### YOUR TASK
Lines that include the word "windbreaker" should be copied from the listing that follows.

### STUDY MATERIAL
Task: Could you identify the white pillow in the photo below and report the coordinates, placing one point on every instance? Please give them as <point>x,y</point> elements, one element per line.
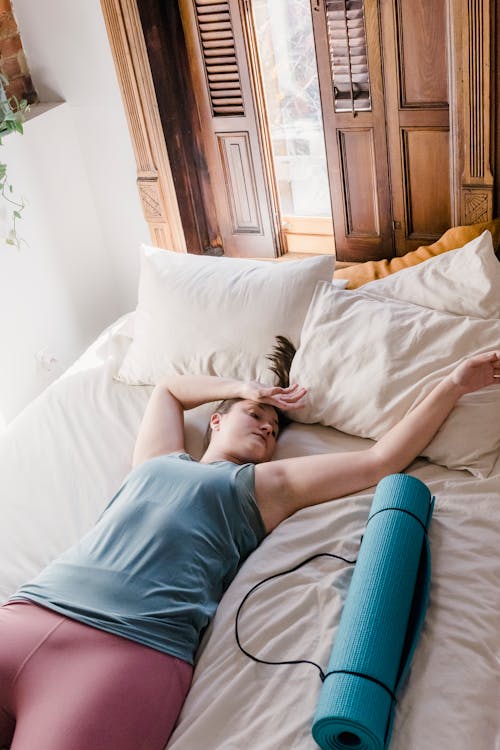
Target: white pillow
<point>464,281</point>
<point>216,316</point>
<point>366,362</point>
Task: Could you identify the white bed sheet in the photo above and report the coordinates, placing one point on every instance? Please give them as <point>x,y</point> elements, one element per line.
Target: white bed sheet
<point>66,454</point>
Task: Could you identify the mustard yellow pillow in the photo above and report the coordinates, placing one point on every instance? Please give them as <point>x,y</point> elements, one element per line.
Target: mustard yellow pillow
<point>362,273</point>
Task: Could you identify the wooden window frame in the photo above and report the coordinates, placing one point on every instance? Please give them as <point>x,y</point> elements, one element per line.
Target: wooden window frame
<point>473,89</point>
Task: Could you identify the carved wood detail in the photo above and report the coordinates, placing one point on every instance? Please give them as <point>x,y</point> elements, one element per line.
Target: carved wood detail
<point>154,176</point>
<point>477,178</point>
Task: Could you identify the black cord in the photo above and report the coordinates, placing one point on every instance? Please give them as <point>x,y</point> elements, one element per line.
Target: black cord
<point>270,578</point>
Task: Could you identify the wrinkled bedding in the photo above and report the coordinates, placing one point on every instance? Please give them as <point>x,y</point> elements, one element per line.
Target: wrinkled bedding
<point>66,454</point>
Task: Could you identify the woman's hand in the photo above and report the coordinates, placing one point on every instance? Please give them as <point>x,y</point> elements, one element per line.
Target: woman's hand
<point>477,372</point>
<point>285,399</point>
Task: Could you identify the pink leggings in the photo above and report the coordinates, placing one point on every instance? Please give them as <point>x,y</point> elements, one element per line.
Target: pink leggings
<point>67,686</point>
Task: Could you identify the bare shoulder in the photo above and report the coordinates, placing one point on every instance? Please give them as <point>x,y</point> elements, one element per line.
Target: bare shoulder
<point>270,493</point>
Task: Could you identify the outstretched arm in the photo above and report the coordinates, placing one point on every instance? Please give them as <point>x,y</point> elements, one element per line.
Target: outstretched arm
<point>162,426</point>
<point>285,486</point>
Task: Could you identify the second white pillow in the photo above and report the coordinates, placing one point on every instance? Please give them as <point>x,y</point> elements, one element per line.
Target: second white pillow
<point>216,316</point>
<point>366,362</point>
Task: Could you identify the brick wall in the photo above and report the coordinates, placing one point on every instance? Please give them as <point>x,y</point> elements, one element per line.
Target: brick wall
<point>12,59</point>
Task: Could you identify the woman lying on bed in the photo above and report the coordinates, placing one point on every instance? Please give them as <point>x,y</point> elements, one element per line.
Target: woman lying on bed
<point>97,651</point>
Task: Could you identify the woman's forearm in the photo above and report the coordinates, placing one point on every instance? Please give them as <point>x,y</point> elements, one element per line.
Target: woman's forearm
<point>194,390</point>
<point>408,438</point>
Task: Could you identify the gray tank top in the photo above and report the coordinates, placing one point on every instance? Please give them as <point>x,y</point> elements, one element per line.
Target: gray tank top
<point>156,564</point>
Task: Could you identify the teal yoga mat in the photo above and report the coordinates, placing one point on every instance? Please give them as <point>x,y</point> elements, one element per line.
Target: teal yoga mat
<point>381,620</point>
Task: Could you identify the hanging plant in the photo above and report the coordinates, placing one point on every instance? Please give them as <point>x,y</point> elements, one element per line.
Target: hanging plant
<point>12,116</point>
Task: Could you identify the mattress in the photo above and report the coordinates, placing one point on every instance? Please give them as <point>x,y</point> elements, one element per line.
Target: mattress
<point>65,455</point>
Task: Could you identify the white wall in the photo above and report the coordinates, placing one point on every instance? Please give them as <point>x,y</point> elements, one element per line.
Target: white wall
<point>83,225</point>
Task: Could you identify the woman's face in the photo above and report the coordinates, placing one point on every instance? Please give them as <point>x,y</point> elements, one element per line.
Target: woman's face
<point>247,432</point>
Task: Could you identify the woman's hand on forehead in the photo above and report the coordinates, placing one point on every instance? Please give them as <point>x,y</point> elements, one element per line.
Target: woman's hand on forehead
<point>285,399</point>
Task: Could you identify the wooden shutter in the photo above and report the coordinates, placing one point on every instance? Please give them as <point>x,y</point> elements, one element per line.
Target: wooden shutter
<point>219,57</point>
<point>225,92</point>
<point>348,55</point>
<point>347,37</point>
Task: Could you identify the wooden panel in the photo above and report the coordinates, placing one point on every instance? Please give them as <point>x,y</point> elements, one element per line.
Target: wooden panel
<point>358,163</point>
<point>239,176</point>
<point>423,69</point>
<point>163,34</point>
<point>359,179</point>
<point>427,183</point>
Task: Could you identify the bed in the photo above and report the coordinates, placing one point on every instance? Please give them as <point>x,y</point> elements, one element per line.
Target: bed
<point>65,455</point>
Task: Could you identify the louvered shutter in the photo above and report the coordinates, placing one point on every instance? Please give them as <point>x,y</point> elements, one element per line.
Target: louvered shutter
<point>347,38</point>
<point>348,56</point>
<point>219,57</point>
<point>222,76</point>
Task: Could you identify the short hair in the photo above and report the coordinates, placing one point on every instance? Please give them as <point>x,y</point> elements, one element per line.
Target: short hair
<point>281,360</point>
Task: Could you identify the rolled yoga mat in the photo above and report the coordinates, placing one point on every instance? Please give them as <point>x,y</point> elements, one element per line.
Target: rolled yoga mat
<point>381,620</point>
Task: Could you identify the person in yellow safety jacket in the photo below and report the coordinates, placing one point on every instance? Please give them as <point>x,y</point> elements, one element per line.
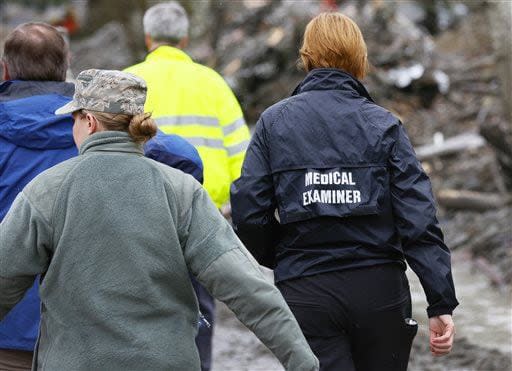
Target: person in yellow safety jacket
<point>192,100</point>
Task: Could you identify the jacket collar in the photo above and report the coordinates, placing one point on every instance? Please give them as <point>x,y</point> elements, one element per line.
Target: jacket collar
<point>170,53</point>
<point>111,141</point>
<point>331,79</point>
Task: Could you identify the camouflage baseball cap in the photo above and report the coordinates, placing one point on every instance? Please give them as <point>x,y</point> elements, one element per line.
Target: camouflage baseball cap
<point>107,91</point>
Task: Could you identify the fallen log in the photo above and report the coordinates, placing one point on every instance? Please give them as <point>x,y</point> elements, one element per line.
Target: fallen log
<point>491,272</point>
<point>469,200</point>
<point>458,143</point>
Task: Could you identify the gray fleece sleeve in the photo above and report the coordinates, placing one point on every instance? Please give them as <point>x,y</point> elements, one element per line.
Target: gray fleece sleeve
<point>24,238</point>
<point>224,266</point>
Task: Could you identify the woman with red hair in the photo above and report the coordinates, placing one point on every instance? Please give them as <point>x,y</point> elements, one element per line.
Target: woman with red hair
<point>333,198</point>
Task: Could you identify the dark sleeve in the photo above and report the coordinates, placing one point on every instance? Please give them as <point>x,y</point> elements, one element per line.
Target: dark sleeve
<point>253,201</point>
<point>175,152</point>
<point>415,216</point>
<point>184,164</point>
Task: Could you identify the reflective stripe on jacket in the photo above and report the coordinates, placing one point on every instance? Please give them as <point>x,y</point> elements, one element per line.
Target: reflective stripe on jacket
<point>193,101</point>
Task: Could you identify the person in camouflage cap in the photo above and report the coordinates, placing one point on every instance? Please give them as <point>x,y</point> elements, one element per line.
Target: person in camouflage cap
<point>114,235</point>
<point>107,91</point>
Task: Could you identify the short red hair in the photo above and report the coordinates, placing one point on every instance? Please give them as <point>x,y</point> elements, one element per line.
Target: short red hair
<point>333,40</point>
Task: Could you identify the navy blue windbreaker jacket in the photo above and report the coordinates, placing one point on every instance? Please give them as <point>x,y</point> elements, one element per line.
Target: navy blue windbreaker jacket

### TASK SOLUTION
Task: Could you identify the navy blue windbreaker jacket in the photo above and report the coordinates, placing one point on every instance? Please give them as <point>x,y</point> elements, one element per line.
Target: navy blue windbreaker jacket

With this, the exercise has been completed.